Dibandingkan beberapa tahun lalu, teknologi pangan untuk membuat daging sintetis berbahan nabati saat ini sudah semakin canggih. Hal ini memungkinkan penampilan dan rasa daging sintetis mendekati daging asli.
Daging, terutama daging merah, menjadi primadona industri bahan makanan. Konsumsi produk hewani yang satu ini terus meningkat. Di sisi lain, daging merah berkontribusi besar pada kerusakan lingkungan. Karenanya, para ilmuwan berupaya mengembangkan daging sintetis berbasis nabati untuk secara bertahap mengurangi konsumsi daging dari hewan ternak.
Max Mandias, Co-founder dan Executive Chef dari restoran sehat dan organik Burgreens, menyebutkan teknologi untuk membuat daging sintetis dari bahan nabati kini sudah jauh lebih berkembang dan menarik dibandingkan beberapa tahun lalu.

DAFTAR BUTIR:

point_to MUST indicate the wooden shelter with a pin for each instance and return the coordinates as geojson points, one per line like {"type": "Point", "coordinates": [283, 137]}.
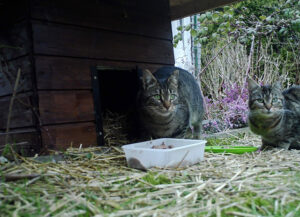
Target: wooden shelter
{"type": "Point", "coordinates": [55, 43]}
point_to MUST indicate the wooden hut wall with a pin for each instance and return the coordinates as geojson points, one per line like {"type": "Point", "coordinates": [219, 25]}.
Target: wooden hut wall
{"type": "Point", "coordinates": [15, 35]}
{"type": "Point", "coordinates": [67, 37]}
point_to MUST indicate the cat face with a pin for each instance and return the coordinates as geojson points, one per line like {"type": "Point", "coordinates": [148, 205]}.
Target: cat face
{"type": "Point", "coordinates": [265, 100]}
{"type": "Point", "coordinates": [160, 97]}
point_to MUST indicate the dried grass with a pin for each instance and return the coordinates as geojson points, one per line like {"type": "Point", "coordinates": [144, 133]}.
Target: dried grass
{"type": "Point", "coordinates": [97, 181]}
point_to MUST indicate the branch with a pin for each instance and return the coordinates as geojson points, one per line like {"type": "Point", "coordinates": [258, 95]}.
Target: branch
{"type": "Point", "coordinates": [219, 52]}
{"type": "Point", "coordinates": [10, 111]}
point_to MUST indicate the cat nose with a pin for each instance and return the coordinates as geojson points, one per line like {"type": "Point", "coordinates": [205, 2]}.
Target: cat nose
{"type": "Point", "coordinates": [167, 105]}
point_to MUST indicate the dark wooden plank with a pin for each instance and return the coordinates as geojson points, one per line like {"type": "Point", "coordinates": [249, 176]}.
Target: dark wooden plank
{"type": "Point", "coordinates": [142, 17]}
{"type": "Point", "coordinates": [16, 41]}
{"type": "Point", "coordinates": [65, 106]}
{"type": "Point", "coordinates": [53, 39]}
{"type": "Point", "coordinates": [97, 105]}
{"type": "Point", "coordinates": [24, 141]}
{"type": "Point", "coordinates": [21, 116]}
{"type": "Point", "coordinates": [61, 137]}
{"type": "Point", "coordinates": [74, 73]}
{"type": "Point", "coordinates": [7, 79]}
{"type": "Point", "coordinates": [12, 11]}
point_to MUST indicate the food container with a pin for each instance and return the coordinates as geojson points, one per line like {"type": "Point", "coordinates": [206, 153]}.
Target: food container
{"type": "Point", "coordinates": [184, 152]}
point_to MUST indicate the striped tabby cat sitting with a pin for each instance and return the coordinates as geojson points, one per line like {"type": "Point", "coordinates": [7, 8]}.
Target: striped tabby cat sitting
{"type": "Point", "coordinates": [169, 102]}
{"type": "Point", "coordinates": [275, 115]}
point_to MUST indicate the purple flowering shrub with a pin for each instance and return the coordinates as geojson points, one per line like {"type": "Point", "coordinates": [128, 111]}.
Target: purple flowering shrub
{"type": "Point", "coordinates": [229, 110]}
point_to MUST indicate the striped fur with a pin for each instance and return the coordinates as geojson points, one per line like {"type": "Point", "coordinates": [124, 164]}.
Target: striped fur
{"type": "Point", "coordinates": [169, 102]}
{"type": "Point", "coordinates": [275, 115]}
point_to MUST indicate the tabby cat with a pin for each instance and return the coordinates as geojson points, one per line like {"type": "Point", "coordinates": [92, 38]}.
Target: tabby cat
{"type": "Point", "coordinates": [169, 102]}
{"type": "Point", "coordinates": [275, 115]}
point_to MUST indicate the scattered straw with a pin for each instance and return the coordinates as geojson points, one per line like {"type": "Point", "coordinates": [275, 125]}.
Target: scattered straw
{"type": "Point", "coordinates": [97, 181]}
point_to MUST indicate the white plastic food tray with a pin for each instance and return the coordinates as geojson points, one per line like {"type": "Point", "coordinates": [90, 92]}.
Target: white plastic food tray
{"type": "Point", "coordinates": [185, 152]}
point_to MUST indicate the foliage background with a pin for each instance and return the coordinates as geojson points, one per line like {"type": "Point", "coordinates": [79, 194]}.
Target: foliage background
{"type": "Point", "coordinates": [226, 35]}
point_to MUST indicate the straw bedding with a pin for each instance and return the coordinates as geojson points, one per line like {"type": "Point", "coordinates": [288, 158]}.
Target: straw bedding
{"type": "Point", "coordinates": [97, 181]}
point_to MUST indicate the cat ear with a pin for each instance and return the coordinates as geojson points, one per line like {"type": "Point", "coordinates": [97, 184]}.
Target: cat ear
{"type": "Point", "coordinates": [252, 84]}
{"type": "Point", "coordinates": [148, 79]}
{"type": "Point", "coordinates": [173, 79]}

TUJUAN LATIHAN:
Dalam teks tentang daging sintetis berbahan nabati, apa jabatan Max Mandias di Burgreens?

JAWABAN LATIHAN:
Co-founder dan Executive Chef.